### Extracted records

▬▬▬

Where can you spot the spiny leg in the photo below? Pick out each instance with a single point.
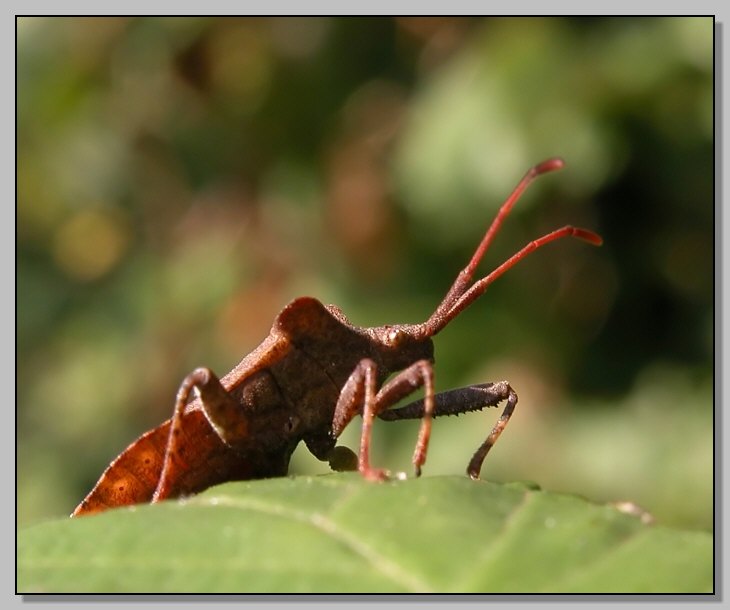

▬▬▬

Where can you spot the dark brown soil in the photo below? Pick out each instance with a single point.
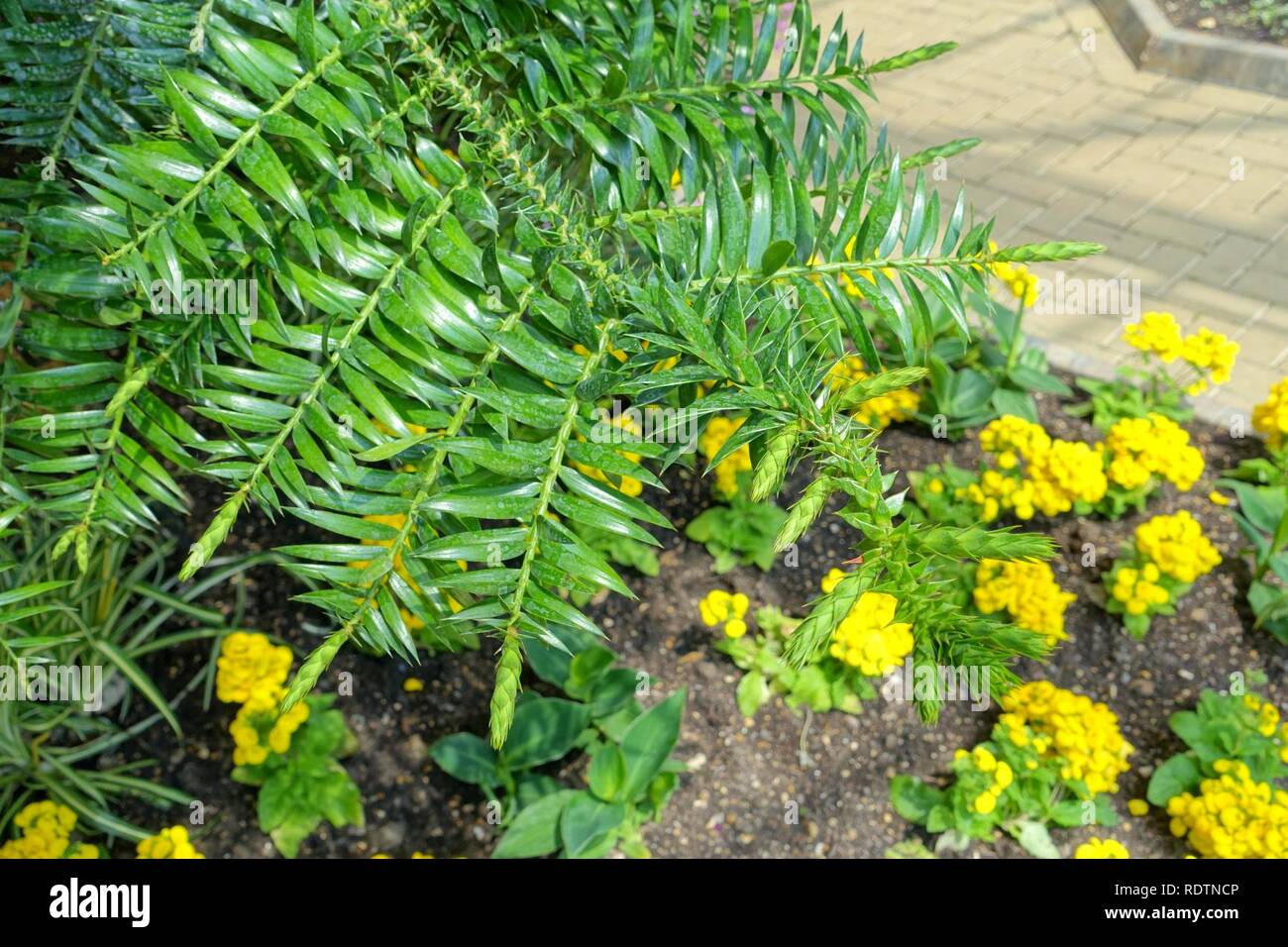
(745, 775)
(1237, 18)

▬▬▬

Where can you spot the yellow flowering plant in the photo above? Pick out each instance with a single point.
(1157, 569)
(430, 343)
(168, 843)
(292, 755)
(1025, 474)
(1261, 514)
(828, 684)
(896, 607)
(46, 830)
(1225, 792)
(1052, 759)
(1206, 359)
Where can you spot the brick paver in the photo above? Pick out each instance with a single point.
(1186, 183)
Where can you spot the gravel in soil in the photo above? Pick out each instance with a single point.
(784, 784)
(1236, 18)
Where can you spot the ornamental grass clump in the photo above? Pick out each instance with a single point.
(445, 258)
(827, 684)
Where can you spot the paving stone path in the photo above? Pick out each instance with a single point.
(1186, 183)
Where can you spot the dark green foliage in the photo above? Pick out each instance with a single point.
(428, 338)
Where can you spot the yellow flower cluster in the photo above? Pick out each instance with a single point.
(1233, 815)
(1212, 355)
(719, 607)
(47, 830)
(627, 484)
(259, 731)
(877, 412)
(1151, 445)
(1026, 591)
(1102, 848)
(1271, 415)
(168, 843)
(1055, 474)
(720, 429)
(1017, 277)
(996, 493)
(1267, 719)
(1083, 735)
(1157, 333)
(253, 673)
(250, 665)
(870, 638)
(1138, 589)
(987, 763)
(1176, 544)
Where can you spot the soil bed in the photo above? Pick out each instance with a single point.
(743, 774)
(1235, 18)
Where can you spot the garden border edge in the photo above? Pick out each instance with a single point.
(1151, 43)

▬▬▬

### Exercise aim
Gather every line from the material above that contains the word "yellow", treating uppercase and lowercase as different.

### Final answer
Where can you spot the yellow flowering plant in the photo above? Pick out each instance with a single point.
Where can you spot the yellow flower cluster in the photo above? Pick out each instance with a single point.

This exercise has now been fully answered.